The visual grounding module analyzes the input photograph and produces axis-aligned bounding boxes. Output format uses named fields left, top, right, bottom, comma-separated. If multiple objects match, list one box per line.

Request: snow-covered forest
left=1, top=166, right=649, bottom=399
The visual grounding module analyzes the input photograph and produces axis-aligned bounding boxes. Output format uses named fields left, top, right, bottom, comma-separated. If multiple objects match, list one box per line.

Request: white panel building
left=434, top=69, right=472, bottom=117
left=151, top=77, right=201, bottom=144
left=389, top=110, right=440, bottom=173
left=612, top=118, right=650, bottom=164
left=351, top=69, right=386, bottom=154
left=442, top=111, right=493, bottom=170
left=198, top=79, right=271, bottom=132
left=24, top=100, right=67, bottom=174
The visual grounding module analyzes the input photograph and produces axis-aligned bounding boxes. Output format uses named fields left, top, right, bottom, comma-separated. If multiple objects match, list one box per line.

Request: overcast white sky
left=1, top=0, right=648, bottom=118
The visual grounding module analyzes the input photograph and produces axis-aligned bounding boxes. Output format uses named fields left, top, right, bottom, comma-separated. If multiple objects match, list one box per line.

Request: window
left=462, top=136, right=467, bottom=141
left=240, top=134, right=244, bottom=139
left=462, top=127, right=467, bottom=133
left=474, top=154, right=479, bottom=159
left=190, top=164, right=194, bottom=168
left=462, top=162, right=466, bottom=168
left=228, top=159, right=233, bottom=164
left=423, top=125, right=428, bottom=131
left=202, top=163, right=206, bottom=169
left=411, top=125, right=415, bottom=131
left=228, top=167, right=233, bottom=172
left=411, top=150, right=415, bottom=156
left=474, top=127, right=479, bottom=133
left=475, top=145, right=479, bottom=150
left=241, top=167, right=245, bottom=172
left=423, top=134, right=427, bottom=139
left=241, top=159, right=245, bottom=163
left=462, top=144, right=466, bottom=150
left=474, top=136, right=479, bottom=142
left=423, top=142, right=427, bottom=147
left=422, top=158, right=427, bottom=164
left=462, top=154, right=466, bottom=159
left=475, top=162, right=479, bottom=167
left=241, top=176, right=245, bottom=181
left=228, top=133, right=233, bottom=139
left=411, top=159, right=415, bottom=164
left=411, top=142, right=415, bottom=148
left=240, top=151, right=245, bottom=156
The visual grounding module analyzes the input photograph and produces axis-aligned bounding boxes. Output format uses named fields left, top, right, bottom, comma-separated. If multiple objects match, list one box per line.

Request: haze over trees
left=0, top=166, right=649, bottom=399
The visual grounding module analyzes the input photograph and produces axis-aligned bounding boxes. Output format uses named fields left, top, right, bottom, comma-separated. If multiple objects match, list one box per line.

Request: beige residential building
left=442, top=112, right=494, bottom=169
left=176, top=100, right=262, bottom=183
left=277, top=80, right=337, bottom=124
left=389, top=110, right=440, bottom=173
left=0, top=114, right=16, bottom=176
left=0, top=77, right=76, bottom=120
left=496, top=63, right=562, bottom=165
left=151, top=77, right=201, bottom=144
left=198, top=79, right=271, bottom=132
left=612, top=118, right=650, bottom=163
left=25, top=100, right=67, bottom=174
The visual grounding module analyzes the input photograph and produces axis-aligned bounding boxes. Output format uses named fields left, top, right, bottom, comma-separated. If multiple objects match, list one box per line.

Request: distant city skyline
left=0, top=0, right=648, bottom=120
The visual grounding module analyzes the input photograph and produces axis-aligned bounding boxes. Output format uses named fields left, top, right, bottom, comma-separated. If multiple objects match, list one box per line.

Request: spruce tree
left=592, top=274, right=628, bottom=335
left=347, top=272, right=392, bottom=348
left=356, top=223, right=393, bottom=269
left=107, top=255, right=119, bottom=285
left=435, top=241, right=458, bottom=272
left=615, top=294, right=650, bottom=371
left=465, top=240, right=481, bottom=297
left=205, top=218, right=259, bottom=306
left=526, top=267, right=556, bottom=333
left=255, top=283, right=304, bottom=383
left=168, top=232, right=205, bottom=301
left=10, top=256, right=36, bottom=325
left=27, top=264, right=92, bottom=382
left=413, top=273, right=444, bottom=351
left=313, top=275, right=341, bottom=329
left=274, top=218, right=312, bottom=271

....

Directions for this task: Write the records out precisely, omitting nothing.

Output for this exercise:
The visual grounding module analyzes the input photograph and produces axis-aligned bounding boxes. Output format uses named fields left, top, right, bottom, comma-separated. If multiple objects match, list one box per line.

Request: snow-covered forest
left=1, top=166, right=649, bottom=399
The visual grounding module analyzes the input photograph and produces axis-aligned bounding boxes. Output format uses named fields left, top, right, bottom, comma-separated. If multiple objects match, list one box per line.

Request: white panel building
left=434, top=69, right=472, bottom=117
left=151, top=77, right=201, bottom=144
left=389, top=110, right=440, bottom=173
left=612, top=118, right=650, bottom=164
left=351, top=69, right=386, bottom=154
left=442, top=111, right=493, bottom=170
left=198, top=79, right=271, bottom=132
left=24, top=100, right=67, bottom=174
The visual grounding module analyzes the input photograph and produces axis-aligned bounding boxes. Output format uses named fields left, top, right, bottom, comma-separated. If multiple objects match, list one box per line.

Request: overcast white sky
left=1, top=0, right=648, bottom=118
The visual grounding module analyzes the input photograph and produces axis-aligned bounding boxes. Output format uses named fields left, top, right, bottom, comma-separated. If multiple objects match, list one box per line.

Request: window
left=462, top=136, right=467, bottom=141
left=240, top=134, right=244, bottom=139
left=462, top=127, right=467, bottom=133
left=474, top=154, right=479, bottom=159
left=190, top=164, right=194, bottom=168
left=462, top=162, right=466, bottom=168
left=228, top=159, right=233, bottom=164
left=423, top=125, right=428, bottom=131
left=202, top=163, right=206, bottom=169
left=411, top=125, right=415, bottom=131
left=228, top=167, right=233, bottom=172
left=411, top=150, right=415, bottom=156
left=474, top=127, right=479, bottom=133
left=475, top=145, right=479, bottom=150
left=241, top=167, right=245, bottom=172
left=423, top=134, right=427, bottom=139
left=241, top=159, right=245, bottom=163
left=462, top=144, right=466, bottom=150
left=474, top=136, right=479, bottom=142
left=423, top=142, right=427, bottom=147
left=422, top=158, right=427, bottom=164
left=462, top=154, right=466, bottom=159
left=475, top=162, right=479, bottom=167
left=241, top=176, right=245, bottom=181
left=228, top=133, right=233, bottom=139
left=411, top=159, right=415, bottom=164
left=411, top=142, right=415, bottom=148
left=240, top=151, right=245, bottom=156
The visual grounding module analyzes the input photograph and produces axis-aligned bounding boxes. Output format uses named fields left, top, right, bottom, comma-separated. If multiple objects match, list one box per line.

Request: haze over trees
left=0, top=166, right=649, bottom=399
The visual grounding module analyzes the input photograph and produces axis-aligned bounding boxes. Output format uses named fields left, top, right, bottom, comma-separated. If multiple objects match, list one box per line.

Request: beige residential building
left=442, top=112, right=494, bottom=169
left=176, top=100, right=262, bottom=183
left=277, top=80, right=337, bottom=124
left=389, top=110, right=440, bottom=173
left=0, top=114, right=16, bottom=176
left=0, top=77, right=76, bottom=120
left=496, top=63, right=562, bottom=165
left=151, top=77, right=201, bottom=144
left=198, top=79, right=271, bottom=132
left=612, top=118, right=650, bottom=163
left=25, top=100, right=67, bottom=174
The visual grounding module analyzes the input photograph and produces axis-aligned bounding boxes. Output format uses named fields left, top, right, bottom, comma-separated. If multiple objects match, list one box per line.

Request: distant city skyline
left=0, top=0, right=648, bottom=120
The visual grounding module analyzes the input photograph and produces axis-aligned bounding boxes. Output format uses named fields left, top, right, bottom, comma-separated. If multiple objects match, list one box per line.

Request: spruce tree
left=592, top=274, right=628, bottom=335
left=347, top=272, right=392, bottom=348
left=356, top=223, right=393, bottom=269
left=107, top=255, right=119, bottom=285
left=435, top=241, right=458, bottom=272
left=615, top=294, right=650, bottom=371
left=465, top=240, right=481, bottom=297
left=205, top=218, right=259, bottom=306
left=526, top=267, right=556, bottom=333
left=255, top=283, right=304, bottom=383
left=168, top=232, right=205, bottom=301
left=10, top=256, right=36, bottom=325
left=27, top=264, right=92, bottom=382
left=413, top=273, right=444, bottom=351
left=313, top=275, right=341, bottom=329
left=274, top=218, right=312, bottom=271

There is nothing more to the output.